Tuesday, November 6, 2007 - Almanac Vol. 54, No. 11
Personalized Email Scams
In the past, hackers operated mostly for the glory of seeing their viruses distributed to millions of computers. Nowadays, they are more interested in financial gain and are increasingly writing viruses and worms targeted to particular groups to steal passwords and credit card numbers. By narrowing their focus, they also more easily evade anti-virus and spam filtering software.
This summer, fraudsters sent targeted email to thousands of HR professionals who use the monster.com recruiting service. The email attachment carried a keystroke logger that was used to steal the recipient’s Monster password. The attackers then used the stolen passwords to send email to job applicants forged to look like it came from HR hiring professionals, with email attachments that carried keystroke loggers.
Earlier this month, IT managers at universities across the country (including Penn) received email offering technical training at a price too good to be true, from an organization purporting to be associated with Educause, a higher education IT professional association. Recipients were invited to visit a website and create an account and password. Presumably the attackers were banking on the fact that people often choose the same password for many accounts.

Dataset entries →

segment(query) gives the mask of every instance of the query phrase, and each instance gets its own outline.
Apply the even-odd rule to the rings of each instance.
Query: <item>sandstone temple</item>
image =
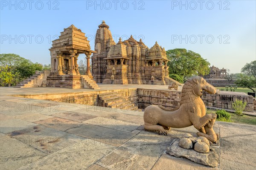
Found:
[[[99,26],[94,51],[80,29],[73,25],[64,28],[49,49],[50,71],[38,72],[17,87],[99,89],[97,83],[165,85],[175,82],[181,85],[169,76],[169,60],[164,48],[156,42],[149,48],[141,39],[137,41],[132,36],[123,41],[120,38],[116,43],[109,28],[104,21]],[[85,75],[81,75],[79,69],[81,54],[86,56]]]
[[[205,79],[223,79],[227,74],[227,69],[222,68],[220,69],[212,65],[210,67],[210,72],[203,76]]]
[[[49,49],[51,73],[47,78],[47,86],[70,88],[99,89],[93,79],[90,71],[90,59],[92,53],[89,41],[85,34],[73,25],[64,28],[59,38],[52,41]],[[81,75],[77,64],[80,54],[84,54],[87,60],[87,71]]]
[[[168,59],[164,48],[156,42],[149,48],[132,36],[116,43],[109,26],[99,26],[92,57],[92,74],[97,83],[115,84],[169,85]]]

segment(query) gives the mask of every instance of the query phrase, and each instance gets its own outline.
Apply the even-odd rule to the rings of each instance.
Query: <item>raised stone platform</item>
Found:
[[[43,97],[94,90],[0,91],[1,170],[256,169],[256,126],[217,121],[219,165],[211,168],[166,153],[184,133],[196,133],[192,127],[172,128],[167,136],[160,136],[144,130],[142,112],[8,96],[37,94]]]

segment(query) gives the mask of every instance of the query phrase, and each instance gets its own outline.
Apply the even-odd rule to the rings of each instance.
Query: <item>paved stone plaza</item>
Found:
[[[168,85],[99,85],[100,90]],[[179,87],[180,88],[181,87]],[[220,164],[213,168],[165,153],[175,138],[144,130],[143,112],[11,96],[95,90],[1,88],[0,169],[256,169],[256,126],[217,121]],[[180,90],[180,89],[179,90]]]

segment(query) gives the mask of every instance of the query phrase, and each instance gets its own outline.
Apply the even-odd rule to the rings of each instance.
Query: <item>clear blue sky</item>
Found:
[[[256,59],[255,2],[1,0],[0,52],[49,63],[51,41],[64,28],[81,29],[93,50],[105,20],[116,42],[131,34],[149,48],[157,41],[166,50],[189,49],[211,65],[238,73]]]

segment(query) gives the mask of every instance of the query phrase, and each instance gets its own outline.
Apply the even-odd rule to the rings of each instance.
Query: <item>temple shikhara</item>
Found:
[[[169,60],[164,48],[156,42],[149,48],[132,36],[116,43],[109,26],[99,26],[92,57],[92,74],[97,83],[115,84],[169,85]]]
[[[17,86],[99,89],[97,83],[170,85],[175,82],[181,85],[169,77],[169,60],[164,48],[157,42],[149,48],[141,39],[137,41],[131,35],[124,41],[120,38],[116,43],[109,28],[104,21],[99,26],[94,51],[81,29],[73,25],[64,28],[49,49],[50,72],[36,74],[33,77],[37,80],[27,83],[28,80]],[[86,56],[85,75],[79,71],[78,58],[81,54]]]
[[[208,74],[202,76],[205,79],[222,79],[225,78],[227,74],[227,69],[224,68],[220,69],[212,65],[210,67],[210,72]]]

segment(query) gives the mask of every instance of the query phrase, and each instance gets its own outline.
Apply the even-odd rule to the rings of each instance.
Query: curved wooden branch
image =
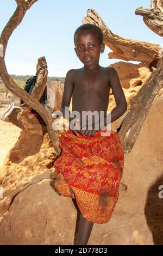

Tasks to perform →
A) Print the passage of the email scams article from "This summer, fraudsters" to "carried keystroke loggers.".
B) According to the email scams article, what did the attachment in the email sent to HR professionals carry?
These rows stand apart from the email scams article.

List of solutions →
A)
This summer, fraudsters sent targeted email to thousands of HR professionals who use the monster.com recruiting service. The email attachment carried a keystroke logger that was used to steal the recipient’s Monster password. The attackers then used the stolen passwords to send email to job applicants forged to look like it came from HR hiring professionals, with email attachments that carried keystroke loggers.

B) A keystroke logger.